*Task to complete*: Up to and including the line with "Report x and y for each instance of the jacket zipper", restate the records below word for word, beginning with their first line.

════════════════════

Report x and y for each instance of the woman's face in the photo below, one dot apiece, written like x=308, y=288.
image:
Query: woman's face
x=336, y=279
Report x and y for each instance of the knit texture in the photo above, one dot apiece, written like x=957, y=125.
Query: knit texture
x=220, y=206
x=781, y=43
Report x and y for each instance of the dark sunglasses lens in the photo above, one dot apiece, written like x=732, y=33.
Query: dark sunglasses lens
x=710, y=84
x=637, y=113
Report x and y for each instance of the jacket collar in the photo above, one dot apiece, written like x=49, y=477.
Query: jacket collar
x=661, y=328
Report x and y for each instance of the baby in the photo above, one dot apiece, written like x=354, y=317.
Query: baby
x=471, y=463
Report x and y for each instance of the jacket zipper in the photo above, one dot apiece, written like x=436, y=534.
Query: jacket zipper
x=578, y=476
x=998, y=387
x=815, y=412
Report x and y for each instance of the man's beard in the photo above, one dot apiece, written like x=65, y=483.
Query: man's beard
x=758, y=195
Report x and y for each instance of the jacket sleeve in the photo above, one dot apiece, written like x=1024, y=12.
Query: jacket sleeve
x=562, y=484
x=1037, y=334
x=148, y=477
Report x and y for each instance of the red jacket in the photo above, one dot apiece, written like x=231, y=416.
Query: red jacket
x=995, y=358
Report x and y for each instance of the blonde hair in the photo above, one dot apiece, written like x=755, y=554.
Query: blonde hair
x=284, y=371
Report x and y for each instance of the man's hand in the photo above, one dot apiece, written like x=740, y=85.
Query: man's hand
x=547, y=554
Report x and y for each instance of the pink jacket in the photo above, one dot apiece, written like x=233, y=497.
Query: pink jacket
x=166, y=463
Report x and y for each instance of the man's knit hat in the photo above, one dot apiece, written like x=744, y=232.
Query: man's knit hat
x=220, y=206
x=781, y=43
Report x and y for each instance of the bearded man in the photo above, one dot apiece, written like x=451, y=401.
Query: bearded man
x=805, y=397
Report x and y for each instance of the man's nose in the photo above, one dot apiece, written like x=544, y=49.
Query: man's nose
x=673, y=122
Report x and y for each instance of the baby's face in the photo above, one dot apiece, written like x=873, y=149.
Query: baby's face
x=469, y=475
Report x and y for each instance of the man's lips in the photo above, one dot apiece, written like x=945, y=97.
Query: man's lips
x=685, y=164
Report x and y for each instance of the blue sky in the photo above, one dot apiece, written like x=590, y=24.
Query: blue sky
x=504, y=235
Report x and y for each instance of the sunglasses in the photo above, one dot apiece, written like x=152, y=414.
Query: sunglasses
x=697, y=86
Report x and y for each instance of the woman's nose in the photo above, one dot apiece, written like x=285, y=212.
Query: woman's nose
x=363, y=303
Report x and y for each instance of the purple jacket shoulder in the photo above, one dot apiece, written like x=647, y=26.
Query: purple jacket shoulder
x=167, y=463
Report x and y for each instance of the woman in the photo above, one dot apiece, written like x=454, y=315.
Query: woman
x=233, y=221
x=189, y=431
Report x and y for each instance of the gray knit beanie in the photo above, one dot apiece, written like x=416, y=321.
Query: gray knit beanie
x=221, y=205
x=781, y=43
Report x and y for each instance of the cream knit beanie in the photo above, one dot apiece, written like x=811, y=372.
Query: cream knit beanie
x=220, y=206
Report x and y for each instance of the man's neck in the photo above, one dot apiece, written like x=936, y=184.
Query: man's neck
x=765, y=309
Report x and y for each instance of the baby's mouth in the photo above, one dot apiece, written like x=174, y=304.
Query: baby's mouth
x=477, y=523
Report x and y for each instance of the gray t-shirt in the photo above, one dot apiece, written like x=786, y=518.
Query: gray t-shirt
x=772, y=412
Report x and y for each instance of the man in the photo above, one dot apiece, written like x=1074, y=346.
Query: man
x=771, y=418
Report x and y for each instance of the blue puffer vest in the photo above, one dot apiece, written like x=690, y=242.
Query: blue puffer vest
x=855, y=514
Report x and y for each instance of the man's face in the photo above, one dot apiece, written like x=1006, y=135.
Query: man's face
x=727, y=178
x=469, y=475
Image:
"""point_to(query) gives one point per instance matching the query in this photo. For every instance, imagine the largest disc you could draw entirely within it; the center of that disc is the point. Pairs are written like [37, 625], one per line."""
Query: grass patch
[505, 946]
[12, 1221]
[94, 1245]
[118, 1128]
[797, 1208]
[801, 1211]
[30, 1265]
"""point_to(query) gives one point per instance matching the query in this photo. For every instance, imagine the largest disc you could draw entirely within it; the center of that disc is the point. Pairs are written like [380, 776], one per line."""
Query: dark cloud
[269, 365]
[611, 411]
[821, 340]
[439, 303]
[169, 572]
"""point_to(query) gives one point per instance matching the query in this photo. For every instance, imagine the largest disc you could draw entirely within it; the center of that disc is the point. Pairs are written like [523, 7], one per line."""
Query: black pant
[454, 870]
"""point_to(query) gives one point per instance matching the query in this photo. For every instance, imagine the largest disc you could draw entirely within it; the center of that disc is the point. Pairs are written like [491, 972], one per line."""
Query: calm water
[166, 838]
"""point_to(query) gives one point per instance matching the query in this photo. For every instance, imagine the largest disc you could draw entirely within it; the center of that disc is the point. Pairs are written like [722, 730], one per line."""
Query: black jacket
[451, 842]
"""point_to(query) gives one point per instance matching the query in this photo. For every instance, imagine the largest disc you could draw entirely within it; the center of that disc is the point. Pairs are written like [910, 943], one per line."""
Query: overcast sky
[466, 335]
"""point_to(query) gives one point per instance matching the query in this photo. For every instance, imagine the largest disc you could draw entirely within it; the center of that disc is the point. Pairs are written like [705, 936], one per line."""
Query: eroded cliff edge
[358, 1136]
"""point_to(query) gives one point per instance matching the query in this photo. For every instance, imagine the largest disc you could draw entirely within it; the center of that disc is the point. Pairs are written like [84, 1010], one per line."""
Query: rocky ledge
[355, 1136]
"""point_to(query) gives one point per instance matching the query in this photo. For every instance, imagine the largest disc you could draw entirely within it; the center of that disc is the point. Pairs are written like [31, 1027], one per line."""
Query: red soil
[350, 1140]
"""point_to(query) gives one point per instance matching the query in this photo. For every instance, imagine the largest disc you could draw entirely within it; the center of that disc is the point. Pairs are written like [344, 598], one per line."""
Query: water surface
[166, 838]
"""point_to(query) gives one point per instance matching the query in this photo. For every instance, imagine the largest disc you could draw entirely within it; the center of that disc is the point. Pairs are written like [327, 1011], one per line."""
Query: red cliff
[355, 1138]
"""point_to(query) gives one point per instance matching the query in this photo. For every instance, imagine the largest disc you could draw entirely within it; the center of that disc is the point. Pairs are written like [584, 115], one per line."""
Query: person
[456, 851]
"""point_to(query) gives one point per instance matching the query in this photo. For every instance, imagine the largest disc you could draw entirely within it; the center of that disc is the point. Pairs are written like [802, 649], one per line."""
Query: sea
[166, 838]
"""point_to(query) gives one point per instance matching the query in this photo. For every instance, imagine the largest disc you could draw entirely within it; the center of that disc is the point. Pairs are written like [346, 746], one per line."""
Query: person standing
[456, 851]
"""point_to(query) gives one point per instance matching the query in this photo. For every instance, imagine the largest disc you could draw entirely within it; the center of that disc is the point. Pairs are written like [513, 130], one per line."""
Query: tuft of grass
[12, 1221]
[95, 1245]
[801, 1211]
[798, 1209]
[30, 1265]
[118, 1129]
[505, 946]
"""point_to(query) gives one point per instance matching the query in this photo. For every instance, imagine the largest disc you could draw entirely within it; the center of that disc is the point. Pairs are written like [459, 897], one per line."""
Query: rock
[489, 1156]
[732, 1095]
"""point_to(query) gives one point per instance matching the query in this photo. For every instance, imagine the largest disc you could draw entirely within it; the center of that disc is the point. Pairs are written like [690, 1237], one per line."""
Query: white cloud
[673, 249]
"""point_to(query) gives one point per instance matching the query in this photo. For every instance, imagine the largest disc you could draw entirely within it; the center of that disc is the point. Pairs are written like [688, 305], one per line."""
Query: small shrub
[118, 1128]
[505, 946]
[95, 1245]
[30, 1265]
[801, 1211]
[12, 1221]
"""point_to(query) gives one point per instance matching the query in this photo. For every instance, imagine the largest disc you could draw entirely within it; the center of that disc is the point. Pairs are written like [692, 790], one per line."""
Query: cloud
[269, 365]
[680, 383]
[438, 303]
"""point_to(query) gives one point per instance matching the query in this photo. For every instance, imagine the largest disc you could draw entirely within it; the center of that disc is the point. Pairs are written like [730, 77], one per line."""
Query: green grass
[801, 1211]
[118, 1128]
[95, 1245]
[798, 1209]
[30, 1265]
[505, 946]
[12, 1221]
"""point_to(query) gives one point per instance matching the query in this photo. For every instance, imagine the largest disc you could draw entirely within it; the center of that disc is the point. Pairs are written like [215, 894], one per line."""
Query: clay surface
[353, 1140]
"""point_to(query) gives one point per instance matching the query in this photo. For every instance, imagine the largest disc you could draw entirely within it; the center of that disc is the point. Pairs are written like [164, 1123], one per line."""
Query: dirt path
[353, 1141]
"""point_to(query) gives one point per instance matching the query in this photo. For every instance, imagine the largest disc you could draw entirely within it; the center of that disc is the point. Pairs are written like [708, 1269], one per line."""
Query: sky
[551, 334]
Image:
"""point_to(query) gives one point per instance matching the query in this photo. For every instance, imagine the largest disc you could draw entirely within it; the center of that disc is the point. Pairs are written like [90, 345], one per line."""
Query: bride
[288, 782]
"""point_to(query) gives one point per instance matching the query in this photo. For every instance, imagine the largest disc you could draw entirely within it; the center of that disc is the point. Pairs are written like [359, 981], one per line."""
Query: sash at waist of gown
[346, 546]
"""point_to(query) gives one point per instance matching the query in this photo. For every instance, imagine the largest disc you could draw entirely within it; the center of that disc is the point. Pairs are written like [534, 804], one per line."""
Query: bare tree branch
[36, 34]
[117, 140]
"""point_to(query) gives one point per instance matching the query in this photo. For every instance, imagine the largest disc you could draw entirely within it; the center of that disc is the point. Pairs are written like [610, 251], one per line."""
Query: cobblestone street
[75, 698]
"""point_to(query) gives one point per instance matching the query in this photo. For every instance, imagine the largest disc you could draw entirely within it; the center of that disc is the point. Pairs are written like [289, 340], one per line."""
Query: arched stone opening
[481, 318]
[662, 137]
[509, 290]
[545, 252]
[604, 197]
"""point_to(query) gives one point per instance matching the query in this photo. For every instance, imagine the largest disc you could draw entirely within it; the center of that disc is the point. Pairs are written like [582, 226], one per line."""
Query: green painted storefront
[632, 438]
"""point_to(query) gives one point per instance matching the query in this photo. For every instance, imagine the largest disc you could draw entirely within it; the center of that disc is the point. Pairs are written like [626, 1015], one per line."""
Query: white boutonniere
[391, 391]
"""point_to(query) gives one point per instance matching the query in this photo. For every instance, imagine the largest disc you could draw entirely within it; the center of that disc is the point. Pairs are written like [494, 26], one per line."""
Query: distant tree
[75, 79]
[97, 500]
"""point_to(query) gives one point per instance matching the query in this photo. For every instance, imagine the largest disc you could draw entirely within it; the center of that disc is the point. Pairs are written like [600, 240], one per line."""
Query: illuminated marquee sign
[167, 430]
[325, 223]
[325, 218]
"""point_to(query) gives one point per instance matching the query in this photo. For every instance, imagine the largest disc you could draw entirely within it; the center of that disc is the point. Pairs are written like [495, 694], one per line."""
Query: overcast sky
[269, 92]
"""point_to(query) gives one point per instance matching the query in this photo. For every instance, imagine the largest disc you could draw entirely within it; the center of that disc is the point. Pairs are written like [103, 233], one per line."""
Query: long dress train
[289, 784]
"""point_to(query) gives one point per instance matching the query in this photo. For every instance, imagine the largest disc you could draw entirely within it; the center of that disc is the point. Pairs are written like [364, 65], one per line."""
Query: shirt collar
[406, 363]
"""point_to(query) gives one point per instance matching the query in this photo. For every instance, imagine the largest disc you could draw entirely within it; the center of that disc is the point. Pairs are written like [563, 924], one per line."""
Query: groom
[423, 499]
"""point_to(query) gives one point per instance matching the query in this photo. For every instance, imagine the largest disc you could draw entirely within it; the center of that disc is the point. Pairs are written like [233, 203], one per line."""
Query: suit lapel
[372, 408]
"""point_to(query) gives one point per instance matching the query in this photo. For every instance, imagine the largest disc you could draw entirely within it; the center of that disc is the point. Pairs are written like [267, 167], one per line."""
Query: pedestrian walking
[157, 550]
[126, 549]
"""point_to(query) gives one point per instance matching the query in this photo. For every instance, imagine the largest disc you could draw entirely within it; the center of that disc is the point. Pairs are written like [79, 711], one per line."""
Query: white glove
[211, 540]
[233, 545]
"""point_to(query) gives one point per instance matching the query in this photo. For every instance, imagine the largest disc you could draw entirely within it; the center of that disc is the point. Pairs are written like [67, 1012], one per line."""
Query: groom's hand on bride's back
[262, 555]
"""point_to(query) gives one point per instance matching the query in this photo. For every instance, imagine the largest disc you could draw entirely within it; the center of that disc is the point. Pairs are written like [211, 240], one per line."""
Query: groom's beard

════════════════════

*Finished exercise*:
Report x and y for each instance of the woman's face in the photo below, one dot apiece, written like x=308, y=288.
image:
Query: woman's face
x=336, y=279
Report x and y for each instance of the knit texture in the photo above, one dot apiece, written like x=957, y=125.
Query: knit texture
x=220, y=206
x=781, y=43
Report x and y for each instance of the dark sunglasses lens in the photo above, one dot apiece, written like x=732, y=33.
Query: dark sunglasses lens
x=710, y=84
x=637, y=113
Report x and y for each instance of the jacket collar in the photo above, one dot apiece, written like x=49, y=477.
Query: jacket collar
x=661, y=328
Report x and y for each instance of the baby in the photo above, one dot apiece, written like x=354, y=317.
Query: baby
x=471, y=463
Report x and y for each instance of the jacket zipper in the photo above, one dot apiece, written like x=436, y=534.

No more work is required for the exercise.